Labeled-object pointing entries
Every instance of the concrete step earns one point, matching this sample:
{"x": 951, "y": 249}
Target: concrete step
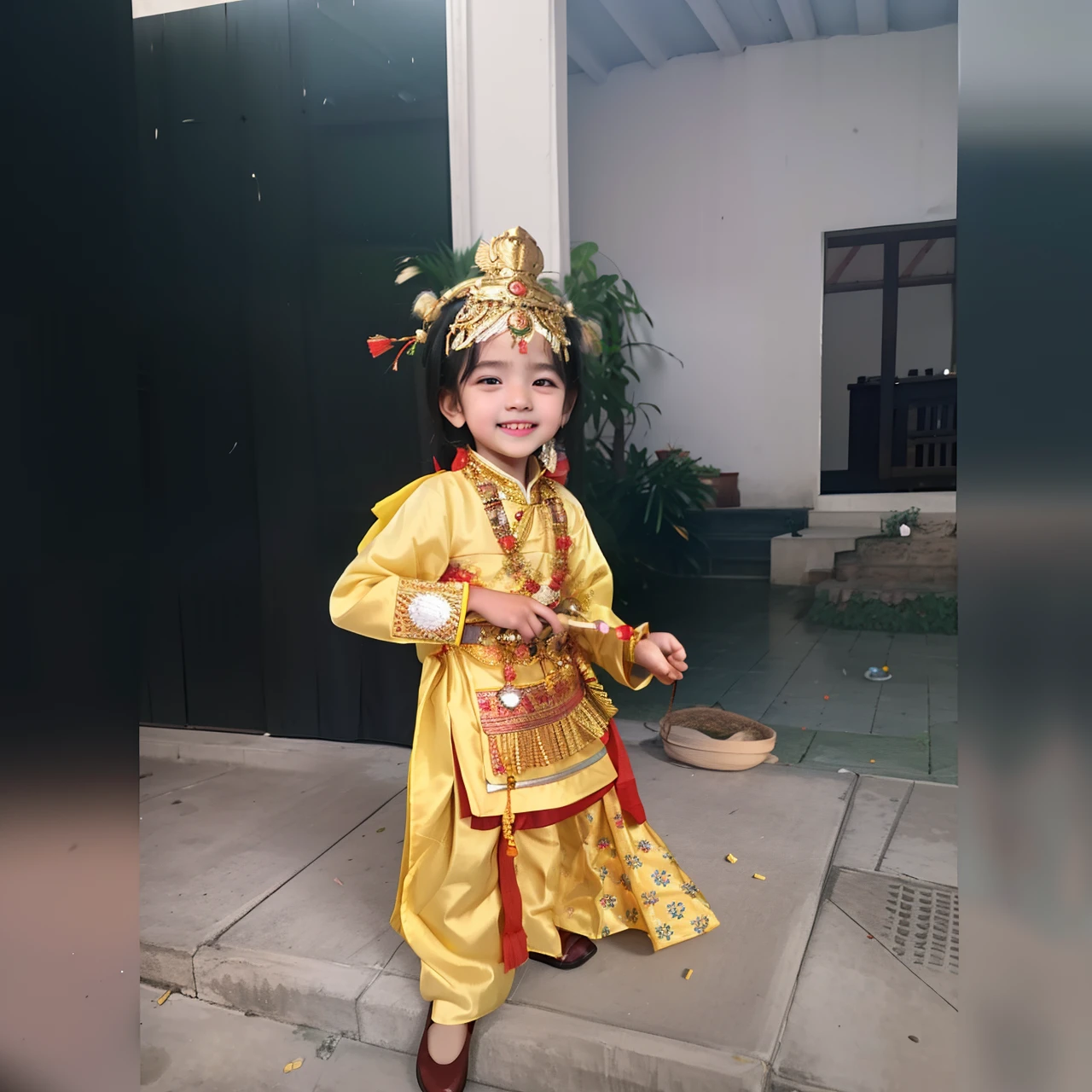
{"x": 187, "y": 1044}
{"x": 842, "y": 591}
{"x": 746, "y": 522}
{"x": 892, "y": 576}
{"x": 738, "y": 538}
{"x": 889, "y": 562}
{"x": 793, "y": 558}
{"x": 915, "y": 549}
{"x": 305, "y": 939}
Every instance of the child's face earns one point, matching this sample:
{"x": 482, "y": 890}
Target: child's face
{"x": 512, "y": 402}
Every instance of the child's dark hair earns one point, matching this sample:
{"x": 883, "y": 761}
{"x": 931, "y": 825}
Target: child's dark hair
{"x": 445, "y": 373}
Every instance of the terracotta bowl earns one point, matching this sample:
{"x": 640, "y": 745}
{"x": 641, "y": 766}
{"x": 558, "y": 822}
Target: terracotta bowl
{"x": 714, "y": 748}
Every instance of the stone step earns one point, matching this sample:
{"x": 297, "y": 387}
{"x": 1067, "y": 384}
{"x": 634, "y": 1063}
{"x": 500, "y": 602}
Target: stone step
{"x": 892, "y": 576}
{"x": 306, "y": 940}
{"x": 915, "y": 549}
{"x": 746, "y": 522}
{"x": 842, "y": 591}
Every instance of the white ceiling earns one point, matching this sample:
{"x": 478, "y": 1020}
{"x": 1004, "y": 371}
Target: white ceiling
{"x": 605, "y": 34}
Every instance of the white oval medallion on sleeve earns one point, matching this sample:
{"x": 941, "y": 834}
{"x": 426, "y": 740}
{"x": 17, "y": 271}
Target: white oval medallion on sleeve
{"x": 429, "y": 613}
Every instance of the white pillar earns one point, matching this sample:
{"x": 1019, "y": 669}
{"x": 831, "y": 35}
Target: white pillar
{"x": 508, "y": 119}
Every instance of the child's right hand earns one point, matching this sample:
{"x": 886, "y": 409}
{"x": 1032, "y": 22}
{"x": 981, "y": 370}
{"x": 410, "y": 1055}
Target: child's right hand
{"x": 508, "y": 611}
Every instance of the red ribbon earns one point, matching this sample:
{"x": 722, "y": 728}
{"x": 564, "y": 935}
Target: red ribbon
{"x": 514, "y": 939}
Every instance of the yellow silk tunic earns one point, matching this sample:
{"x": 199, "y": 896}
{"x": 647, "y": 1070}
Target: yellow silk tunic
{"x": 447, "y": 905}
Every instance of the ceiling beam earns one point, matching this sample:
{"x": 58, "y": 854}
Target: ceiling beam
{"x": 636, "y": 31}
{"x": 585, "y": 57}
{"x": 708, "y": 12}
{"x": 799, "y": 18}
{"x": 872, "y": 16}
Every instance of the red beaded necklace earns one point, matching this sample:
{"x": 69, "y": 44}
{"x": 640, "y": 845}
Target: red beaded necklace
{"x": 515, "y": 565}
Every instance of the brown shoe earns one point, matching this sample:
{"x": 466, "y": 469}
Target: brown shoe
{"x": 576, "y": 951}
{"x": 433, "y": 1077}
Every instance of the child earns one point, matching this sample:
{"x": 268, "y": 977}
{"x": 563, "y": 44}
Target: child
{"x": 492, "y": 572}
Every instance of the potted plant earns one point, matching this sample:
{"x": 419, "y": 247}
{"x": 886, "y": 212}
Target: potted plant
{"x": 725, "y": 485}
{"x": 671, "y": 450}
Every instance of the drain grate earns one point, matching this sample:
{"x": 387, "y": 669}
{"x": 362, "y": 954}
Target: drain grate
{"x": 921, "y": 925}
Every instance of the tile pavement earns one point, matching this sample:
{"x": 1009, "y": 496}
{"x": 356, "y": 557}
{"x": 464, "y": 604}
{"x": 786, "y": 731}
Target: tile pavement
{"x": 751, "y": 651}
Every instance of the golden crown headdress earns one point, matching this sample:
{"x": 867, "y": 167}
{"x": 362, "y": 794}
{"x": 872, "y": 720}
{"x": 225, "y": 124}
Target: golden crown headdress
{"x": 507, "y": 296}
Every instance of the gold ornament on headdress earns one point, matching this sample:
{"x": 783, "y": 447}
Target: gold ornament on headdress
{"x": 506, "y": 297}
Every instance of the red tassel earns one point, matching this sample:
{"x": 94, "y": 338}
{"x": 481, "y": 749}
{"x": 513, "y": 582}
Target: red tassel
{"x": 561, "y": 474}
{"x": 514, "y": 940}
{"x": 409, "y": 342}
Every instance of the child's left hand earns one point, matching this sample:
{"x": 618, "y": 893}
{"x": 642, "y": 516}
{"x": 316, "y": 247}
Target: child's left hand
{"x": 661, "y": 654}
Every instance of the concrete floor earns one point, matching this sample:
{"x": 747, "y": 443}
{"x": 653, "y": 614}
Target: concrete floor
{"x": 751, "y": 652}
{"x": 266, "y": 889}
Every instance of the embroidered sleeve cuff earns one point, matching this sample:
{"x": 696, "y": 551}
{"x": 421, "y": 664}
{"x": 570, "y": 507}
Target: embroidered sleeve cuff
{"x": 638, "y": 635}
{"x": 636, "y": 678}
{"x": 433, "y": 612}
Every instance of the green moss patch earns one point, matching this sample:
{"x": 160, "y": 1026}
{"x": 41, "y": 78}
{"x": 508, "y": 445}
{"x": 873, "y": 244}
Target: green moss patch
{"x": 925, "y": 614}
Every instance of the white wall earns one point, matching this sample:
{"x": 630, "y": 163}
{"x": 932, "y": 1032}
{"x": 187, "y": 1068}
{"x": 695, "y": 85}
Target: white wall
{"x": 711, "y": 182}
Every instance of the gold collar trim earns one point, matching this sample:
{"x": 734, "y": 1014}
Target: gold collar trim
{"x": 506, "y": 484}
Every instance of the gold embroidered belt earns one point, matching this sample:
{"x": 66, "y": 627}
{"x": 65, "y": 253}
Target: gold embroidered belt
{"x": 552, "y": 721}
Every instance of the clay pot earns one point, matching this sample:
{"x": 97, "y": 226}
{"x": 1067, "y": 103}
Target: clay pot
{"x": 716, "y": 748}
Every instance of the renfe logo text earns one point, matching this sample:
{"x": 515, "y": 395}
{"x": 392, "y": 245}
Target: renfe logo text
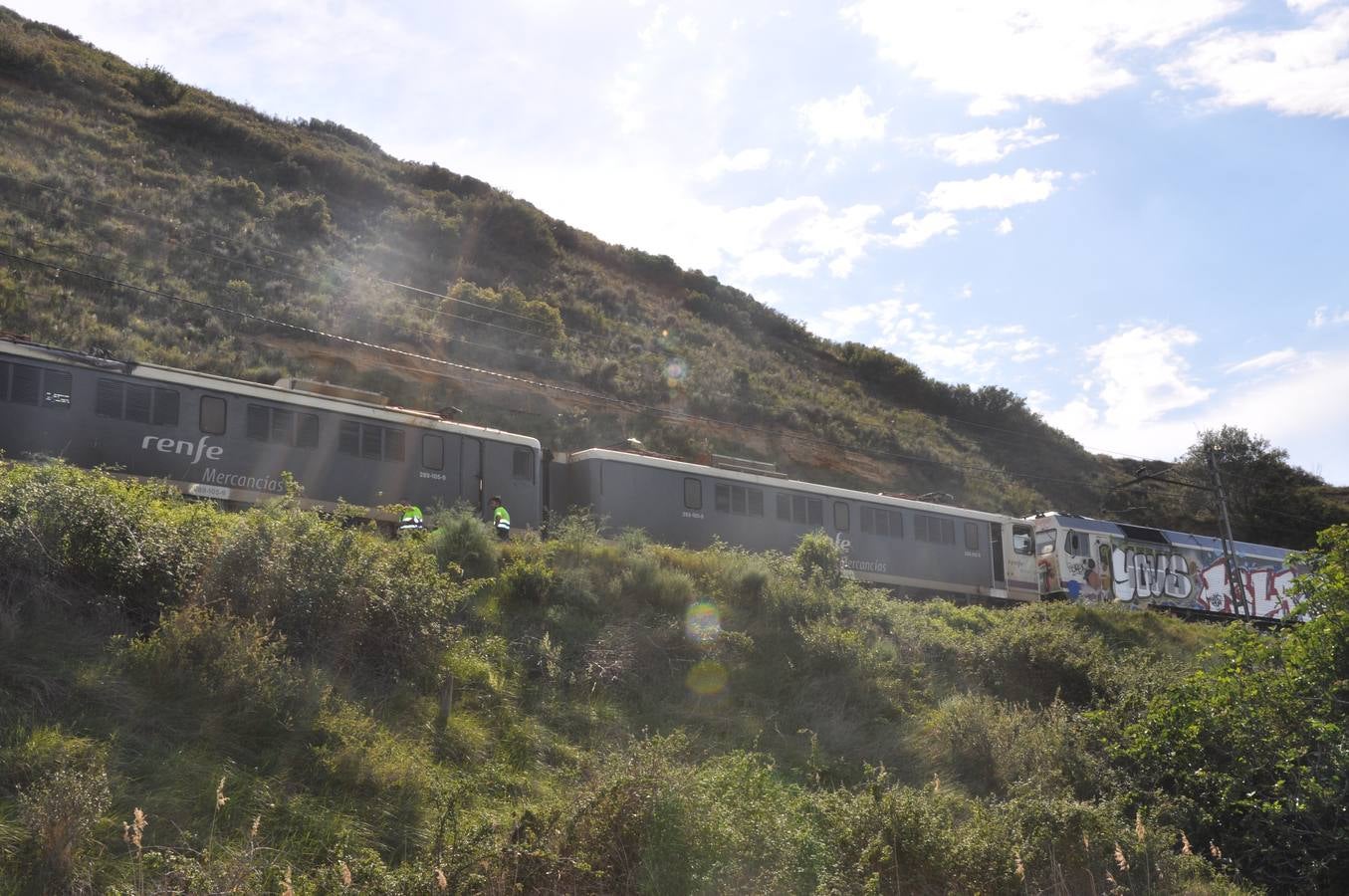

EXERCISE DIRECTIONS
Output, exactly, all the records above; include no pictures.

EXERCISE OUTPUT
Every instance of the concrete step earns one point, matching this sample:
{"x": 951, "y": 249}
Target: concrete step
{"x": 187, "y": 1044}
{"x": 842, "y": 591}
{"x": 746, "y": 522}
{"x": 892, "y": 576}
{"x": 738, "y": 538}
{"x": 889, "y": 562}
{"x": 793, "y": 558}
{"x": 915, "y": 549}
{"x": 305, "y": 939}
Every instance of the child's face earns one point, matching this sample:
{"x": 482, "y": 890}
Target: child's face
{"x": 512, "y": 402}
Every instance of the child's dark hair earns one point, matching this sample:
{"x": 883, "y": 761}
{"x": 931, "y": 825}
Target: child's dark hair
{"x": 445, "y": 373}
Every instance of the terracotta bowl earns one point, matching this sample:
{"x": 640, "y": 745}
{"x": 641, "y": 766}
{"x": 558, "y": 822}
Target: terracotta bowl
{"x": 714, "y": 748}
Every instance of the stone step earns one point, matching this sample:
{"x": 297, "y": 387}
{"x": 1067, "y": 384}
{"x": 634, "y": 1063}
{"x": 500, "y": 602}
Target: stone step
{"x": 892, "y": 576}
{"x": 306, "y": 940}
{"x": 915, "y": 549}
{"x": 746, "y": 522}
{"x": 842, "y": 591}
Every instance of the white ceiling earns one point, matching this sample:
{"x": 478, "y": 1020}
{"x": 1004, "y": 371}
Target: white ceiling
{"x": 605, "y": 34}
Every instance of the white oval medallion on sleeve earns one point, matching this sample:
{"x": 941, "y": 834}
{"x": 426, "y": 740}
{"x": 17, "y": 271}
Target: white oval medallion on sleeve
{"x": 429, "y": 613}
Every instance of the white pillar earns one point, matching this sample:
{"x": 1019, "y": 669}
{"x": 831, "y": 35}
Target: white pillar
{"x": 508, "y": 119}
Every instance of the child's right hand earns one point, matching this sample:
{"x": 886, "y": 409}
{"x": 1032, "y": 22}
{"x": 981, "y": 370}
{"x": 410, "y": 1055}
Target: child's right hand
{"x": 508, "y": 611}
Every instance of the red ribbon earns one point, matching this sample:
{"x": 722, "y": 728}
{"x": 564, "y": 935}
Target: red ribbon
{"x": 514, "y": 939}
Every instance of the yellow silk tunic earns one point, matching this sample:
{"x": 199, "y": 896}
{"x": 647, "y": 1070}
Target: yellow silk tunic
{"x": 447, "y": 905}
Every instance of the ceiling beam earns one point, matching this sample:
{"x": 58, "y": 854}
Target: ceiling beam
{"x": 636, "y": 31}
{"x": 585, "y": 57}
{"x": 708, "y": 12}
{"x": 799, "y": 18}
{"x": 872, "y": 16}
Every instance of the red beaded necklace earns one point, matching this sample:
{"x": 69, "y": 44}
{"x": 640, "y": 845}
Target: red beaded necklace
{"x": 515, "y": 565}
Every instance of the brown shoe earns one point, matching this sample:
{"x": 466, "y": 469}
Target: brown shoe
{"x": 576, "y": 951}
{"x": 433, "y": 1077}
Every instance of the child earns one point, matching this sample:
{"x": 268, "y": 977}
{"x": 563, "y": 44}
Target: child
{"x": 492, "y": 572}
Every instance of the potted plant earns one point, matching this sample:
{"x": 419, "y": 247}
{"x": 886, "y": 212}
Target: potted plant
{"x": 725, "y": 485}
{"x": 671, "y": 450}
Every instance of the drain grate earns one point, matching this sample:
{"x": 387, "y": 669}
{"x": 362, "y": 954}
Target: drain grate
{"x": 921, "y": 925}
Every instance of the tile pavement earns one point, matching this sample:
{"x": 1009, "y": 496}
{"x": 356, "y": 557}
{"x": 464, "y": 604}
{"x": 786, "y": 731}
Target: tile pavement
{"x": 751, "y": 651}
Every instance of the golden crown headdress earns one point, matching this sample:
{"x": 867, "y": 167}
{"x": 362, "y": 794}
{"x": 872, "y": 720}
{"x": 225, "y": 124}
Target: golden crown headdress
{"x": 507, "y": 296}
Every instance of the gold ornament on headdress earns one point, matching this sample:
{"x": 783, "y": 447}
Target: gold ornament on headdress
{"x": 506, "y": 297}
Every instance of the red tassel earns one point, matching this sample:
{"x": 94, "y": 338}
{"x": 481, "y": 749}
{"x": 513, "y": 582}
Target: red tassel
{"x": 561, "y": 474}
{"x": 514, "y": 940}
{"x": 409, "y": 342}
Every instance of the child's left hand earns one point, matching this sample:
{"x": 618, "y": 893}
{"x": 642, "y": 516}
{"x": 316, "y": 247}
Target: child's left hand
{"x": 661, "y": 654}
Every instance of the concrete floor earns one point, matching this sample:
{"x": 747, "y": 443}
{"x": 653, "y": 614}
Target: concrete floor
{"x": 751, "y": 652}
{"x": 266, "y": 889}
Every instance of the embroidered sleeve cuff earns one point, matching this sample:
{"x": 696, "y": 551}
{"x": 421, "y": 664}
{"x": 570, "y": 507}
Target: embroidered sleeve cuff
{"x": 638, "y": 635}
{"x": 636, "y": 678}
{"x": 433, "y": 612}
Every instance of the green moss patch earns one point, matching this sample:
{"x": 160, "y": 1026}
{"x": 41, "y": 78}
{"x": 508, "y": 445}
{"x": 873, "y": 244}
Target: green moss patch
{"x": 925, "y": 614}
Every instance of the white wall earns one point, matching this sample:
{"x": 630, "y": 163}
{"x": 932, "y": 1032}
{"x": 187, "y": 1068}
{"x": 695, "y": 85}
Target: white wall
{"x": 711, "y": 182}
Every instance of the gold collar trim earns one point, matching this sample:
{"x": 734, "y": 1014}
Target: gold collar trim
{"x": 506, "y": 484}
Every instance of the gold embroidered belt earns one point, matching this sample:
{"x": 66, "y": 627}
{"x": 65, "y": 253}
Target: gold embroidered belt
{"x": 552, "y": 721}
Every instance of the clay pot earns one point, matching this sample:
{"x": 97, "y": 226}
{"x": 1067, "y": 103}
Target: clay pot
{"x": 716, "y": 748}
Every instance of the renfe logo text earns one point, matching this sample:
{"x": 515, "y": 395}
{"x": 392, "y": 245}
Target: renfe logo text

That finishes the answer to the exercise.